_Exercise objective_:
Each record must be reproduced exactly as it is shown.

Stored data
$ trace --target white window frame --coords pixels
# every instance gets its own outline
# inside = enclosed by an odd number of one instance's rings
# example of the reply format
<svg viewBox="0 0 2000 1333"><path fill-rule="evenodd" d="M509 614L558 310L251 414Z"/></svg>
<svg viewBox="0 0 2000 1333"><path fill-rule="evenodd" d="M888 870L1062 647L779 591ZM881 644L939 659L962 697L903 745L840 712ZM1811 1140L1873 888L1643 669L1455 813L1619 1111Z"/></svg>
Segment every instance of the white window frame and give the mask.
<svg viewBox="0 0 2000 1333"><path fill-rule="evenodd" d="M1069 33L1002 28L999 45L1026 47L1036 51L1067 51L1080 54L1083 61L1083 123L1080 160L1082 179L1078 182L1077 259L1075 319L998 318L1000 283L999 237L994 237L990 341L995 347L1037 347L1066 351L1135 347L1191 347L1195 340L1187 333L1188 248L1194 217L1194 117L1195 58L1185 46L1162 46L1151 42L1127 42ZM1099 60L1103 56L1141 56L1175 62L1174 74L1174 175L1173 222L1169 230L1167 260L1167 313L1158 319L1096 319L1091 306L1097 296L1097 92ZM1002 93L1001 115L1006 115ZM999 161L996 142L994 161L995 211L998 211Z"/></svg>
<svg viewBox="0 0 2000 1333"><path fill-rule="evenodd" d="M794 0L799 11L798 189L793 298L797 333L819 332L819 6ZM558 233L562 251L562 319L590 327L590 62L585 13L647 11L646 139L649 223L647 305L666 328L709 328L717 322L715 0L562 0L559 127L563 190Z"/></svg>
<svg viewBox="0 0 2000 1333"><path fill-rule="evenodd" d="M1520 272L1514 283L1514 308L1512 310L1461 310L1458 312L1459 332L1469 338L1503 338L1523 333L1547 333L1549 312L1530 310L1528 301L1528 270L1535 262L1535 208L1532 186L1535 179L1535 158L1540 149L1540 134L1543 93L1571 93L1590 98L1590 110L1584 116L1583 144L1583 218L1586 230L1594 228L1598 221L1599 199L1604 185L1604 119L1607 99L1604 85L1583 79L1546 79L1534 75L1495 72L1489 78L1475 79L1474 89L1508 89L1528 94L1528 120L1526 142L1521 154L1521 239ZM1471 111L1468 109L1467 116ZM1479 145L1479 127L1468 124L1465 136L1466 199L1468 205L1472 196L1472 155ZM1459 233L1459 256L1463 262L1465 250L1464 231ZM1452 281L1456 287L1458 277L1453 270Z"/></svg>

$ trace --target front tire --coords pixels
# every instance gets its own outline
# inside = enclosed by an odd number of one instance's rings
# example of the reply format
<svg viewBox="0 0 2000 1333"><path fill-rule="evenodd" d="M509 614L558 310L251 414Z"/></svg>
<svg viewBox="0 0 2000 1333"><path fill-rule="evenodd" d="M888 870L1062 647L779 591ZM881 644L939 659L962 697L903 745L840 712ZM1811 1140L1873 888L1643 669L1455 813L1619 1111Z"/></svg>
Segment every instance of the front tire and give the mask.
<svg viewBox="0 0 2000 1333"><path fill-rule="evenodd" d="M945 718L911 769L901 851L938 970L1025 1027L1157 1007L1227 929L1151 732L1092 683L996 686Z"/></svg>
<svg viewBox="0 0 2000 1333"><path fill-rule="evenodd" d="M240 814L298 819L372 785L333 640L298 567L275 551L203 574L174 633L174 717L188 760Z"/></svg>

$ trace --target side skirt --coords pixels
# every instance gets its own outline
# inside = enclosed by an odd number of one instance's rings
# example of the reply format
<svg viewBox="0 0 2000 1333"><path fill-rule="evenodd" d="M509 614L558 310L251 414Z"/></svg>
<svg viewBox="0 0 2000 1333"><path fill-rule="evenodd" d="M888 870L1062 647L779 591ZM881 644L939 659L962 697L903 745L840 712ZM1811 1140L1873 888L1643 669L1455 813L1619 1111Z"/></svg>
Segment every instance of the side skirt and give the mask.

_Response box_:
$ trace --target white window frame --coords pixels
# every instance gets its own outline
# inside = enclosed by an odd number of one instance's rings
# example of the reply format
<svg viewBox="0 0 2000 1333"><path fill-rule="evenodd" d="M509 614L558 310L251 414Z"/></svg>
<svg viewBox="0 0 2000 1333"><path fill-rule="evenodd" d="M888 870L1062 647L779 591ZM881 644L939 659L962 697L903 745L840 712ZM1811 1140L1873 888L1643 669L1455 813L1619 1111Z"/></svg>
Segment every instance of the white window frame and give the mask.
<svg viewBox="0 0 2000 1333"><path fill-rule="evenodd" d="M1069 33L1002 28L999 45L1026 47L1036 51L1067 51L1080 54L1083 61L1083 123L1080 160L1082 179L1078 182L1077 259L1075 319L998 318L1000 283L999 237L994 237L990 341L995 347L1037 347L1066 351L1135 347L1191 347L1195 340L1187 333L1188 248L1194 217L1194 117L1195 58L1185 46L1162 46L1151 42L1127 42ZM1099 60L1103 56L1141 56L1175 62L1174 74L1174 175L1173 222L1169 230L1167 260L1167 313L1158 319L1096 319L1091 306L1097 296L1097 92ZM1002 93L1001 115L1006 115ZM999 161L996 142L994 161L995 211L998 211Z"/></svg>
<svg viewBox="0 0 2000 1333"><path fill-rule="evenodd" d="M794 0L799 11L798 189L793 298L797 333L819 332L819 6ZM558 233L562 251L562 319L590 327L590 62L585 13L647 11L646 139L649 223L647 305L666 328L709 328L717 322L715 0L562 0L559 127L563 190Z"/></svg>
<svg viewBox="0 0 2000 1333"><path fill-rule="evenodd" d="M1520 272L1514 283L1514 308L1512 310L1461 310L1458 312L1459 332L1469 338L1503 338L1523 333L1547 333L1549 312L1530 310L1528 301L1528 270L1535 262L1535 208L1532 186L1535 179L1535 158L1540 149L1540 134L1543 93L1571 93L1590 98L1590 110L1584 116L1583 144L1583 218L1586 230L1594 228L1598 221L1599 199L1604 185L1604 119L1607 99L1604 85L1583 79L1546 79L1534 75L1495 72L1489 78L1475 79L1474 89L1508 89L1528 94L1528 120L1526 142L1521 154L1521 239ZM1471 111L1468 109L1467 116ZM1479 145L1479 127L1468 124L1465 136L1466 199L1468 205L1472 196L1472 155ZM1459 233L1459 256L1463 262L1465 250L1464 231ZM1452 281L1456 287L1458 277L1453 270Z"/></svg>

$ trace --target front tire --coords pixels
# every instance gets its own outline
# inside = enclosed by an odd number of one instance's rings
# example of the reply format
<svg viewBox="0 0 2000 1333"><path fill-rule="evenodd" d="M509 614L558 310L251 414Z"/></svg>
<svg viewBox="0 0 2000 1333"><path fill-rule="evenodd" d="M888 870L1062 647L779 591ZM881 644L939 659L962 697L903 745L840 712ZM1811 1140L1873 888L1643 669L1455 813L1619 1111Z"/></svg>
Segment every instance of the front tire and give the mask.
<svg viewBox="0 0 2000 1333"><path fill-rule="evenodd" d="M945 718L911 769L901 851L938 970L1025 1027L1157 1007L1227 929L1151 732L1092 683L996 686Z"/></svg>
<svg viewBox="0 0 2000 1333"><path fill-rule="evenodd" d="M240 814L298 819L372 785L333 640L298 567L275 551L203 574L174 633L174 717L188 760Z"/></svg>

$ trace --target side skirt --coords pixels
# every instance gets its own outline
# inside = enclosed by an odd number of one instance's rings
# example of the reply format
<svg viewBox="0 0 2000 1333"><path fill-rule="evenodd" d="M509 614L558 310L251 414Z"/></svg>
<svg viewBox="0 0 2000 1333"><path fill-rule="evenodd" d="M888 870L1062 647L779 591ZM881 644L939 659L962 697L903 745L840 712ZM1811 1140L1873 888L1643 669L1455 813L1619 1111Z"/></svg>
Segment every instance of the side skirt and give the mask.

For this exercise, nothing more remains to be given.